Data for the task -
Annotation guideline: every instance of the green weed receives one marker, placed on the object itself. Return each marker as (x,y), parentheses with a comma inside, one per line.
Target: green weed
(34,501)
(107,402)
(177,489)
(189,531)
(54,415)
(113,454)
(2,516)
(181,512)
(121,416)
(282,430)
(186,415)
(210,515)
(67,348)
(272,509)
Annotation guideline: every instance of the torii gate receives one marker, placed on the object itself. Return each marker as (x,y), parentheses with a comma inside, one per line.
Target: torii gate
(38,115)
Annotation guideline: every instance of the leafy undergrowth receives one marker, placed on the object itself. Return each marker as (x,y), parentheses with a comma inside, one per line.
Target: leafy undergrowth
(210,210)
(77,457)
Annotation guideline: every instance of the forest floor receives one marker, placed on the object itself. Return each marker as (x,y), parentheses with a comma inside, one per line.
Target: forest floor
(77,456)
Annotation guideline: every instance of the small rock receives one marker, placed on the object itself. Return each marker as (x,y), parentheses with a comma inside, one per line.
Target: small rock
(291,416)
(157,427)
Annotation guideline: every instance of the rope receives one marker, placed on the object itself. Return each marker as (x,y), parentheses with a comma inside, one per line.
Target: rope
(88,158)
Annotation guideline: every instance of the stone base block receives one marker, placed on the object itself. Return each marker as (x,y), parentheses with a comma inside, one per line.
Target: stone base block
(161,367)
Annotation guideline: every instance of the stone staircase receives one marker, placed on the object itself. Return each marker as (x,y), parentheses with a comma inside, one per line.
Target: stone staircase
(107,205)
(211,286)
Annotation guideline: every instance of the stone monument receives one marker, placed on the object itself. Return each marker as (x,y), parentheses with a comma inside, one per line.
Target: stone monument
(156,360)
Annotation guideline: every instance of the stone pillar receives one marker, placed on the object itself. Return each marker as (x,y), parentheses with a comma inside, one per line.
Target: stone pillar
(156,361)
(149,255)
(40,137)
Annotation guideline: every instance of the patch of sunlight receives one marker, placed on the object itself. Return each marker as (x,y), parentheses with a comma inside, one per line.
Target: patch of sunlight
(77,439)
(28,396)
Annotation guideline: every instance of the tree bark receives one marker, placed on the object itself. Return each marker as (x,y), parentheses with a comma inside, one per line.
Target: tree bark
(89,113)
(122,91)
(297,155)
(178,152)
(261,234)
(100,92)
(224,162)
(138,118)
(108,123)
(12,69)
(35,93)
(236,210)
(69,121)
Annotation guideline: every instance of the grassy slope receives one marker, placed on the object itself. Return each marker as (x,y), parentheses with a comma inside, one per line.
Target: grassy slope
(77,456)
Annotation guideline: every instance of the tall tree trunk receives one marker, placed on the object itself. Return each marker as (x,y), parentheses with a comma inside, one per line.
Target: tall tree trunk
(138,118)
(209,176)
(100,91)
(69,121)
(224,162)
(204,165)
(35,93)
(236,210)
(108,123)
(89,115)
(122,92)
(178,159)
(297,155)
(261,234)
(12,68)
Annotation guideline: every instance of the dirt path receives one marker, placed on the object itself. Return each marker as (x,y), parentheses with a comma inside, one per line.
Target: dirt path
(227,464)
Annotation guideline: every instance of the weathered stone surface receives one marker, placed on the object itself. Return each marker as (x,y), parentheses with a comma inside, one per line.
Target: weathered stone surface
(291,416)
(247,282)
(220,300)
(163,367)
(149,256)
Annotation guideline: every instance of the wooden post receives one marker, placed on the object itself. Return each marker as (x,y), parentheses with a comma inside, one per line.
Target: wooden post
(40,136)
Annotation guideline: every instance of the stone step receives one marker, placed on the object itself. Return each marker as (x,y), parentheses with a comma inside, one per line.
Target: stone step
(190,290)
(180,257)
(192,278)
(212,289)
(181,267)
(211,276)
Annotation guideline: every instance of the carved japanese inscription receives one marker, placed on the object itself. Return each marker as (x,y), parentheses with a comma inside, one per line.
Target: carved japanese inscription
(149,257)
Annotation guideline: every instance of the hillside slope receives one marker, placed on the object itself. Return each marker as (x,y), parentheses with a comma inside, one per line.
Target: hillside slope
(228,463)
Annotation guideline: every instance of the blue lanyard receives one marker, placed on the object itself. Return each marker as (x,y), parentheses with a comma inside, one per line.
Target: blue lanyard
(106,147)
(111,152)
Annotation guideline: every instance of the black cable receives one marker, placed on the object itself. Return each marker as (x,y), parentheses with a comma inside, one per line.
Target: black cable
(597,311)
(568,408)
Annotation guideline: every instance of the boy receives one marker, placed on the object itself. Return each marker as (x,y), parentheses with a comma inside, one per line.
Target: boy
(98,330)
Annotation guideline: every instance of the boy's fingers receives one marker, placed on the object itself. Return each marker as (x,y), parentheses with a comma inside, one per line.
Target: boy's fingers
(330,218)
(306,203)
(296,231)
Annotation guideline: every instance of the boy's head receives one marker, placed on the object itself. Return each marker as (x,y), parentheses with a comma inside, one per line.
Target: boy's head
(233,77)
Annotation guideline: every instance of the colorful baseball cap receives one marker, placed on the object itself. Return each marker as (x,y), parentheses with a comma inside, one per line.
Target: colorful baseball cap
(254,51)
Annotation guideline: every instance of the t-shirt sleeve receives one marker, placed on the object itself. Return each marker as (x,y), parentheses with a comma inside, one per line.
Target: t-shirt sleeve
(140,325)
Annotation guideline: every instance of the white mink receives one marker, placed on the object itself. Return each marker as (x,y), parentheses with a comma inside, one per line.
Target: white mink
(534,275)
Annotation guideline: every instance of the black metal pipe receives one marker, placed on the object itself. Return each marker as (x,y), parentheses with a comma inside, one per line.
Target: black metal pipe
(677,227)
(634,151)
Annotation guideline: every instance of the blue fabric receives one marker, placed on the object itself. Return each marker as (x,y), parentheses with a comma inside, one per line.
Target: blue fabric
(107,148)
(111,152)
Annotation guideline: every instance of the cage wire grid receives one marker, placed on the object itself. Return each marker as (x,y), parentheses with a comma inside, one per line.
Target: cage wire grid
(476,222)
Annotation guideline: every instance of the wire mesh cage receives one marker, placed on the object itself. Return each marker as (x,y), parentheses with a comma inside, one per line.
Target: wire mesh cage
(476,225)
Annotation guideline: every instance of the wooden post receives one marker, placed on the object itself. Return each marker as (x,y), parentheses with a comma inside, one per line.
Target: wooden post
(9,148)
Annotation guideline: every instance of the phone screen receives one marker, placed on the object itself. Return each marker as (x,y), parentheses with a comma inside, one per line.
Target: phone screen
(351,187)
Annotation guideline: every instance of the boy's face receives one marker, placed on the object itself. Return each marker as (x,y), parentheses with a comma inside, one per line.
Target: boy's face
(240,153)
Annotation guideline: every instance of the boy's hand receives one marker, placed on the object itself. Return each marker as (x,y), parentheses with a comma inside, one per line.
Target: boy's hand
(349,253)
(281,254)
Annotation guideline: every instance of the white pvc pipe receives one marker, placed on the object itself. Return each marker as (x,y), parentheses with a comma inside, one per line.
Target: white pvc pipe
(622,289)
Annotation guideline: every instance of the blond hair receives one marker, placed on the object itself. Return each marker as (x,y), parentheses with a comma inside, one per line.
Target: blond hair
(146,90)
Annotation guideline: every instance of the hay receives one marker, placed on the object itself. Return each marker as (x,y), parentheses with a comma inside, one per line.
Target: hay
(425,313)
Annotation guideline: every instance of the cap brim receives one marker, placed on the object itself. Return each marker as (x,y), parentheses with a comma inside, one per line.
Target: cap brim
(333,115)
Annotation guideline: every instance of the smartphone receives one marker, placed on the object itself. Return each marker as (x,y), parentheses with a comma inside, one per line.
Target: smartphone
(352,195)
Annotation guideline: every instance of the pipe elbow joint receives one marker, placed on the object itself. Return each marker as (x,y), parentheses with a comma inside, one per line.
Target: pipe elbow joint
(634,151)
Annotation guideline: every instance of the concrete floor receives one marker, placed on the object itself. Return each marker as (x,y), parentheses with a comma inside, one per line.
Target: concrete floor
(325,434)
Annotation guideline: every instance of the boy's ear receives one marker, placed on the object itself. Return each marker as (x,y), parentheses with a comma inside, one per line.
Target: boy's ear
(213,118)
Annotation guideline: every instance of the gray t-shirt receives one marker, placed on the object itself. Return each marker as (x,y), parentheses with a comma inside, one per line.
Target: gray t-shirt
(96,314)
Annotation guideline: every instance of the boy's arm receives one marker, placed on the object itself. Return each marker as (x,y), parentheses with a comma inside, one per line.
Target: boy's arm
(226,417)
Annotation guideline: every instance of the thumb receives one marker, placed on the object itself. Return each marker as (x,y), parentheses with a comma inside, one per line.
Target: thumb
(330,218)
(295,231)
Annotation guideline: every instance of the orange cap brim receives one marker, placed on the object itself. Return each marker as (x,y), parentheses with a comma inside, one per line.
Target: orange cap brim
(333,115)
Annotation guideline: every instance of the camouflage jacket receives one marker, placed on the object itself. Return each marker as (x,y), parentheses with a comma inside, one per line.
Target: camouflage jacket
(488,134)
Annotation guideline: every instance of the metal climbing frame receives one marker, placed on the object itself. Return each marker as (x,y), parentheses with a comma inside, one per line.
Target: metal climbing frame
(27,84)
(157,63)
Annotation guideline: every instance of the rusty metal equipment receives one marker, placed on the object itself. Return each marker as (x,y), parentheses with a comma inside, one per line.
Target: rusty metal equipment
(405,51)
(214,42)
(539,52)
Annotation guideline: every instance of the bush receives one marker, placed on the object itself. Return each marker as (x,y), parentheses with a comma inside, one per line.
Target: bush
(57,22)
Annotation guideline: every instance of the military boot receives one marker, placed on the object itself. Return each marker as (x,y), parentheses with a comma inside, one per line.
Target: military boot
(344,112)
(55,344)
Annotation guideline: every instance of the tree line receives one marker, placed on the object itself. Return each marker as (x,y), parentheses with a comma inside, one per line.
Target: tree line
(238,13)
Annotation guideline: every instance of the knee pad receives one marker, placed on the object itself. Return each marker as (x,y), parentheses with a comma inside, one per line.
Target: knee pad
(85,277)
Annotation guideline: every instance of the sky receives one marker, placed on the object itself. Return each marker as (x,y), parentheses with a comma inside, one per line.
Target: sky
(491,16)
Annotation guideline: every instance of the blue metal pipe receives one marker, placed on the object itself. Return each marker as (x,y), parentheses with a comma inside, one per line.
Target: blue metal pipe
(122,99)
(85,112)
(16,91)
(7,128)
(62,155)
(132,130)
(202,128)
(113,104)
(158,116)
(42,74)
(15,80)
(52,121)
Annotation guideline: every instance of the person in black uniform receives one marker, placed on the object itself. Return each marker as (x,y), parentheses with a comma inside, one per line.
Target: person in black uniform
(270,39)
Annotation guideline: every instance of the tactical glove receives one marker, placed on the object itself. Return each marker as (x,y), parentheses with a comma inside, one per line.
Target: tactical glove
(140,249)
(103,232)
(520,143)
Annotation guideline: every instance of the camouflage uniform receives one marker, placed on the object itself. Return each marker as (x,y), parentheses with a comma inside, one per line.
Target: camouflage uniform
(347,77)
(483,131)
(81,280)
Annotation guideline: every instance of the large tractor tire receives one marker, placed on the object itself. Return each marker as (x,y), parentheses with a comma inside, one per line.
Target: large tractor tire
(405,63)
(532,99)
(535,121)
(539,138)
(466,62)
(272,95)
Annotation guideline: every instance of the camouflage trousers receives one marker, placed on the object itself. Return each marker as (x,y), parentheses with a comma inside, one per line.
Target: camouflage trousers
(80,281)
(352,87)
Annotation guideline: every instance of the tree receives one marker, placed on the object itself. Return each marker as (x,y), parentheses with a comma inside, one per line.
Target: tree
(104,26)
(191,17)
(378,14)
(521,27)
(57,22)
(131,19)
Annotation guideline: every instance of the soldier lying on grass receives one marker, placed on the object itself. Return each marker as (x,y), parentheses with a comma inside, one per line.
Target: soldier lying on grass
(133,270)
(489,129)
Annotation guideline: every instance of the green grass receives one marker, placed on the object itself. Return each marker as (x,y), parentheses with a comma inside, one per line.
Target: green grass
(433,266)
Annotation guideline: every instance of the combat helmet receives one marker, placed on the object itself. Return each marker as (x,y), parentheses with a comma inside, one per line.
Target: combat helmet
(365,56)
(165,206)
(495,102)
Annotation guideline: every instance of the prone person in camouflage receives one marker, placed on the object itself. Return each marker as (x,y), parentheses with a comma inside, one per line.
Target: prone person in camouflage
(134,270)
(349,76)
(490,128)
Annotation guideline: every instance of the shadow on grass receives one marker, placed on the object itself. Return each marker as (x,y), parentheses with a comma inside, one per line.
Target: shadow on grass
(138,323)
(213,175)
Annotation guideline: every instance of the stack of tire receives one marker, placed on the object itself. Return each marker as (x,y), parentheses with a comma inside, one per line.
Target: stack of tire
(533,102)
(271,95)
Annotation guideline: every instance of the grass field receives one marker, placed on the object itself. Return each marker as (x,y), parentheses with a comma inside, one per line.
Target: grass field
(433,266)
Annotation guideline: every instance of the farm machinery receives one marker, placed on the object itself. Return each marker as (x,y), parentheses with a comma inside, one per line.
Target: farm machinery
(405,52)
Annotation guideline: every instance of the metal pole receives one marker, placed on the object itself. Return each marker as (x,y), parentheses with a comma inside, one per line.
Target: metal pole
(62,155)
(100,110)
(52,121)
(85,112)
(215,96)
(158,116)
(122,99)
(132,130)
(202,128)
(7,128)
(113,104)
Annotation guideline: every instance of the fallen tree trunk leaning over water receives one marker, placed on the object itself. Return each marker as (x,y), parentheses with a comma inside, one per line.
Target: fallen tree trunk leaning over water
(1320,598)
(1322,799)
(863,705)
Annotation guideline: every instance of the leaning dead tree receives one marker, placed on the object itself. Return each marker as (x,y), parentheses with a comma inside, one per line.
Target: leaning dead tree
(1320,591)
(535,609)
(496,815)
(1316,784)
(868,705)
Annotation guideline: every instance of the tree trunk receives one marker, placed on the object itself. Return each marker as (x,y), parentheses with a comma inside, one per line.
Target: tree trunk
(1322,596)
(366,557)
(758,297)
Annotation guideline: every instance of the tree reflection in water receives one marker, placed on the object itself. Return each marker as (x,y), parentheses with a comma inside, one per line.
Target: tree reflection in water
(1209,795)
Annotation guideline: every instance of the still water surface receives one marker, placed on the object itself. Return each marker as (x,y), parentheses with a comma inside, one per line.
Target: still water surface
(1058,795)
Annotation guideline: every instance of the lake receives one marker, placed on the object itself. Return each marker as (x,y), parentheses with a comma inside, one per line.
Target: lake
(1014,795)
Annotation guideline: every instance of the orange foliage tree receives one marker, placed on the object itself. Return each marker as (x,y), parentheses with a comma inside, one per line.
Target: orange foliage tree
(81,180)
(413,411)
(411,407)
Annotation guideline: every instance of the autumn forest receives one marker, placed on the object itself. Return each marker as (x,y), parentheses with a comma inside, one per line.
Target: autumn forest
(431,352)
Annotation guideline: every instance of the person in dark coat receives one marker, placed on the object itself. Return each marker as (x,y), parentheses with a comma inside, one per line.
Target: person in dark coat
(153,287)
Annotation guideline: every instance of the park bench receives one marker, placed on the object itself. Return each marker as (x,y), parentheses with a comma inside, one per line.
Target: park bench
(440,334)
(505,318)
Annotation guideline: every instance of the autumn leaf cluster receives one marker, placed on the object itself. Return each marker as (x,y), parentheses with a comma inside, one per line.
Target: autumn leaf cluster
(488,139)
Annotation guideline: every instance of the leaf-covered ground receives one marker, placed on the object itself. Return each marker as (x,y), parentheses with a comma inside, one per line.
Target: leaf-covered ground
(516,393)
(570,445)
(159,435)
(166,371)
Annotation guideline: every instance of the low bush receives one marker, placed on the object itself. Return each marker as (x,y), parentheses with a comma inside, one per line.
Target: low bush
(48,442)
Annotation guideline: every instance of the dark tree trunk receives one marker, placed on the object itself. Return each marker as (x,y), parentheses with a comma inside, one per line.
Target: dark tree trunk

What you will do -
Locate the line that contains "Annotation guideline: every instance of the lake", then please quote it and every line after it to the end of the entries above, exactly and with nothing else.

Exercise response -
Annotation guideline: every instance of the lake receives one marker, placed on the object itself. Return each marker as (x,y), parentheses with a comma inside, one per line.
Target: lake
(1014,795)
Annotation guideline: every instance of the orange foliage tree receives one marker, placed on the object itself. Return each marker as (x,y), parentheses with a comma inside, one per line.
Target: orange foliage tree
(81,180)
(413,411)
(411,407)
Annotation guideline: every instance of the autumn forest receives one marker, placed on the object itself. Return each marker as (x,y), parentheses with a comma inside, one per line.
Target: autumn forest
(431,352)
Annotation guideline: every instance of the person in dark coat receives one marker, placed on the object itself. Return each marker as (x,y), parentheses with a comma inside, one per line.
Target: person in dark coat
(153,287)
Annotation guideline: every instance of the park bench receives one marker, placed on the object itself. Return each marker as (x,y), parentheses with a comma inside, one per line.
Target: park bench
(440,334)
(505,318)
Annotation guideline: every instance of the autumn leaf cluster receives one marker, placed on the object itself. Return each marker as (x,y), parentheses with a comma inside, one per line.
Target: autumn leaf cluster
(488,139)
Annotation guideline: every instance of the leaf-covered ground receives one marker, placed on the object itself. Return each marker as (x,y), parentheses with a comma inside, one per line.
Target: leaf-covered ground
(516,393)
(570,445)
(159,435)
(166,371)
Annotation guideline: every instance of the low bush receives one marker, placed on the object itself. Return each marker as (x,y), parentheses with a comma inside, one per line.
Target: low bush
(48,442)
Annotation guideline: every instance of the dark tree trunk receives one marker, placed on the object itself. Return each marker as (x,y), parentheses with a comma inside, one per line.
Target: dark tree trunk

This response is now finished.